**WRITTEN PROBLEM:**
Collect every line of the records that contains the string "pattern", treating case as significant.

**PROVIDED DATA:**
>> Begin

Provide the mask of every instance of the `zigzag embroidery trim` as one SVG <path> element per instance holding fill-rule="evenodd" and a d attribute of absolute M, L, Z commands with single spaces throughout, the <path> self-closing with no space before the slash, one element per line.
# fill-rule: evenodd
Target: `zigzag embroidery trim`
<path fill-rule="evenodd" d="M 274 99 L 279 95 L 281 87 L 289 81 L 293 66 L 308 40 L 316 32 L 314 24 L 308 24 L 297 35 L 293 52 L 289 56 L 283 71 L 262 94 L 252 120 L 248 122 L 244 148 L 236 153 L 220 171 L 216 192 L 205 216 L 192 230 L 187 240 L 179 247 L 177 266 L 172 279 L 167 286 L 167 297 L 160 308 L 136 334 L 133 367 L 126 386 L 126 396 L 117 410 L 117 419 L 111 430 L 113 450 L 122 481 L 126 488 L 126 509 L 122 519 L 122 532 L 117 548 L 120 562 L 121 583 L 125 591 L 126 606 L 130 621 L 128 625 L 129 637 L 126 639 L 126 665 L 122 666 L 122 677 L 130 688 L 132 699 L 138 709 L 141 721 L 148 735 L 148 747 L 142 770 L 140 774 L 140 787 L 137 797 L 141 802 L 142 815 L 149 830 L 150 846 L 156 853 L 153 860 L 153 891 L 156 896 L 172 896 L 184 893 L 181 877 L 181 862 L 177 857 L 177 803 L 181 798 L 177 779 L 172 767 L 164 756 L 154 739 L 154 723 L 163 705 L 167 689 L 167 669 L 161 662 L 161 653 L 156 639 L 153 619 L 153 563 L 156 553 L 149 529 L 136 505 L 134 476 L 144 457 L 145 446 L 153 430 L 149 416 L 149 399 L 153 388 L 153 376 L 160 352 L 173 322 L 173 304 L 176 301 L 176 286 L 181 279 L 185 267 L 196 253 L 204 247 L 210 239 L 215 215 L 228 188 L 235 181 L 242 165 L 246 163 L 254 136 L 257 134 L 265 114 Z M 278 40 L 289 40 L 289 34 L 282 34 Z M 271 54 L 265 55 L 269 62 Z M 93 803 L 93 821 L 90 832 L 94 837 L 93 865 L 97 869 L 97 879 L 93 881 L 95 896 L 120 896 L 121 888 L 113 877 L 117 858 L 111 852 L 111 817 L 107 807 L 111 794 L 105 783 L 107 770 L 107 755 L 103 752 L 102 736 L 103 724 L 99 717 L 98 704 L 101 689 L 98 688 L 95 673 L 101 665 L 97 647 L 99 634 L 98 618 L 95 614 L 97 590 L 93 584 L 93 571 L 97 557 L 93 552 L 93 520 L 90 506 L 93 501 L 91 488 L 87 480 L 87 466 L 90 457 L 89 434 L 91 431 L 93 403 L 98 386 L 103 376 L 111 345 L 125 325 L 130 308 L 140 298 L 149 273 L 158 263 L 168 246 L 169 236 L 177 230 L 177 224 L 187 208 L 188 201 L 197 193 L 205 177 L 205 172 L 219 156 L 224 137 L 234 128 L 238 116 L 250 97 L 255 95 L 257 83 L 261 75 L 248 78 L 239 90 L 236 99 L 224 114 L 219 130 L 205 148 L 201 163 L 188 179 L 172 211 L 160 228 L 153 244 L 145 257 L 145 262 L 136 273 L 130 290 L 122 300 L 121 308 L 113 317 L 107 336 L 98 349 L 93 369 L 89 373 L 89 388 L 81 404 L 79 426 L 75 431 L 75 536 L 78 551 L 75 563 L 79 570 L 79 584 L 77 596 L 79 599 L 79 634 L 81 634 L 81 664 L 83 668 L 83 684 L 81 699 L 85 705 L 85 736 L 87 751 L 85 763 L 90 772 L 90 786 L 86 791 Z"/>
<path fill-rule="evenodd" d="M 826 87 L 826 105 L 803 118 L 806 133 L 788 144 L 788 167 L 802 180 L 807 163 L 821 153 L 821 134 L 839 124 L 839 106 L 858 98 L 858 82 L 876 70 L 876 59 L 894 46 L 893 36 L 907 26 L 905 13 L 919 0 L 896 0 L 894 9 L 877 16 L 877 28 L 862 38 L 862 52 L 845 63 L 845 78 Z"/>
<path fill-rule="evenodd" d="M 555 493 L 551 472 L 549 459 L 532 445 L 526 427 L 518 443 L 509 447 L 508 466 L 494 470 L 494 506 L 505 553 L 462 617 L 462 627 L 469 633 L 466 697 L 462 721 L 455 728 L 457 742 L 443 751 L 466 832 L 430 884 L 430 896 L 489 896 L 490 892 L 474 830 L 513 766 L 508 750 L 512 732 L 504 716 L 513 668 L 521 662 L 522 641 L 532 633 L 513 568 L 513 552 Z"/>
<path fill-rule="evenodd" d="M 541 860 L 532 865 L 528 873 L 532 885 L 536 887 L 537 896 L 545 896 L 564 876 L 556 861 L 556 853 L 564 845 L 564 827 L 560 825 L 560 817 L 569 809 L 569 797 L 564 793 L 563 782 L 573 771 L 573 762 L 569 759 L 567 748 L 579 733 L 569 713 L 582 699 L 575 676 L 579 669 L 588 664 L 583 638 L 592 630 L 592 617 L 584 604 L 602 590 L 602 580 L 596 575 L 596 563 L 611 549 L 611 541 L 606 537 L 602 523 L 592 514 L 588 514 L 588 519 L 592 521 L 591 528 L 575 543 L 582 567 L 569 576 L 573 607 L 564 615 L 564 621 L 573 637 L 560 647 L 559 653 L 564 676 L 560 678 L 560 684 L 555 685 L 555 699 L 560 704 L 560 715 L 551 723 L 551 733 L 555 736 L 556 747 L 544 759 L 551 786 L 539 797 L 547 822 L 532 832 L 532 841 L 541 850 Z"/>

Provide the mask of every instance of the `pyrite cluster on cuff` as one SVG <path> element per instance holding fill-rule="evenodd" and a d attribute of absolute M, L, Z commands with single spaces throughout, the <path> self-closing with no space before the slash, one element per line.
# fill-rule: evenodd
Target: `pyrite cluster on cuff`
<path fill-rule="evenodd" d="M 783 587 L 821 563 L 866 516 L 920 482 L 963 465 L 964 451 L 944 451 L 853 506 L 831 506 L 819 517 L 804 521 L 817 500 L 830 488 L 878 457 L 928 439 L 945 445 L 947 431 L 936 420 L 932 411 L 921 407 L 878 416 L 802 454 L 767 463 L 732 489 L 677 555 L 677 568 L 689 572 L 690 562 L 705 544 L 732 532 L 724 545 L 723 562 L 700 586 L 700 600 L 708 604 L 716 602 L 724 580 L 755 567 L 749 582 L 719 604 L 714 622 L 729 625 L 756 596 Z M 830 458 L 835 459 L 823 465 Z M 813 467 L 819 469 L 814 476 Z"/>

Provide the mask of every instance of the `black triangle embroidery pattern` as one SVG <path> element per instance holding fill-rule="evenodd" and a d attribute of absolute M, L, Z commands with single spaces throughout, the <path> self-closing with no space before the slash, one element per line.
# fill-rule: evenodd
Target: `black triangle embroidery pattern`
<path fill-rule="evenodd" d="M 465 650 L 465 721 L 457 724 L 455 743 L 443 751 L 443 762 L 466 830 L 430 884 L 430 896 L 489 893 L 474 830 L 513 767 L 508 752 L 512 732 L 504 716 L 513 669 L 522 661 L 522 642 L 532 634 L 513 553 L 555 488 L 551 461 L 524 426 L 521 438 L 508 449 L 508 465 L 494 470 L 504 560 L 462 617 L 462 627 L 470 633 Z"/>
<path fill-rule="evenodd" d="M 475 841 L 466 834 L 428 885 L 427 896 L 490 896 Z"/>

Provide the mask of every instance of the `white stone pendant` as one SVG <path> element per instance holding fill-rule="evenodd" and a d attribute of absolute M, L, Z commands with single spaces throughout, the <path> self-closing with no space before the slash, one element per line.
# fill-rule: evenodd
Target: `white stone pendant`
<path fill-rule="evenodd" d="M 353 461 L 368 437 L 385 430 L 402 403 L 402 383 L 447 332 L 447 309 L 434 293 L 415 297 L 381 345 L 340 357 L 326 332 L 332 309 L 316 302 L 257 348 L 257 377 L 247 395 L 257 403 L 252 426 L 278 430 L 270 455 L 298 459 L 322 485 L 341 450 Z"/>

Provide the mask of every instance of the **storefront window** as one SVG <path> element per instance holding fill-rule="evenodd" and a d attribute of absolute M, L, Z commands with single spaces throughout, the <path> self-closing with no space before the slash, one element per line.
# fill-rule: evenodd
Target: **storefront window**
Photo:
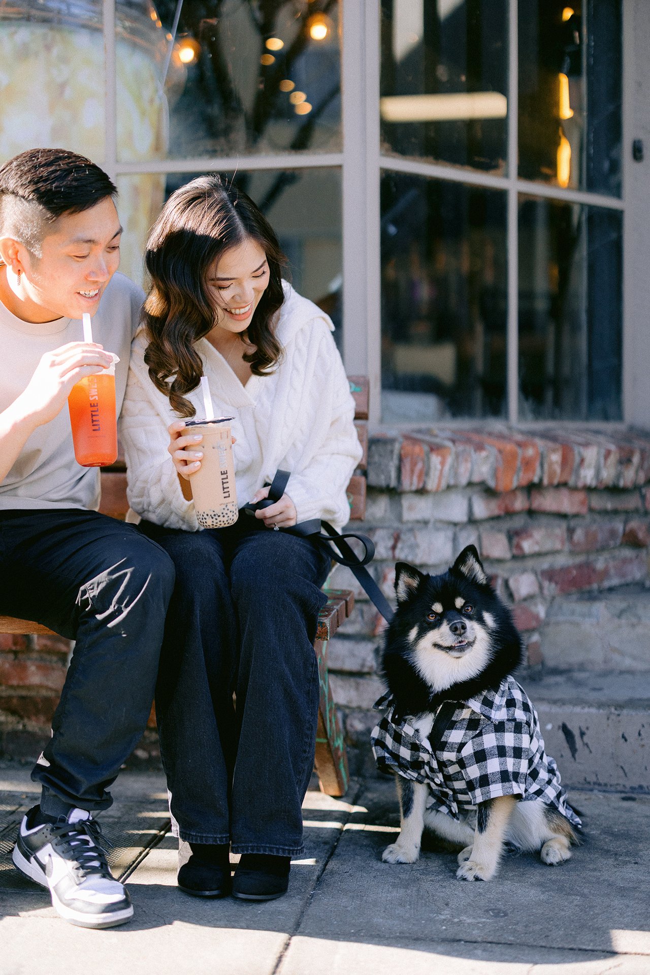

>> End

**SOLUTION FOR THIS PROBLEM:**
Provide the mask of every instance of the `black triangle embroidery pattern` as one SVG <path> element per instance holding fill-rule="evenodd" and a d attribute of absolute M, L, Z commands with single spaces throughout, the <path> self-closing with no space before the slash, one element per line.
Target: `black triangle embroidery pattern`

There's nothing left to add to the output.